Set down, without any change, everything in the records below from the line containing "the vertical post." down to the end of the records.

Begin Record extracts

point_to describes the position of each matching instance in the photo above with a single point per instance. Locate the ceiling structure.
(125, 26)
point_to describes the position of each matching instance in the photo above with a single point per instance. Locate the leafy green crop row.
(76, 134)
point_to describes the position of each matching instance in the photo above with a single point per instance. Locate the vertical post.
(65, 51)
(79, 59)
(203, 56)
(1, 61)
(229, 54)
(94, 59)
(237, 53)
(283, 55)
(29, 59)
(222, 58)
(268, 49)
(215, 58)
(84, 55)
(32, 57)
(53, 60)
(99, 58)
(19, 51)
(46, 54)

End Record extracts

Solution to this problem =
point_to describes the position of each matching instance in the photo above with a single point per instance. Locate the vertical post.
(65, 51)
(79, 59)
(203, 56)
(1, 61)
(229, 54)
(94, 59)
(237, 53)
(283, 55)
(29, 59)
(222, 58)
(268, 49)
(215, 58)
(84, 55)
(32, 57)
(53, 60)
(99, 58)
(19, 51)
(46, 54)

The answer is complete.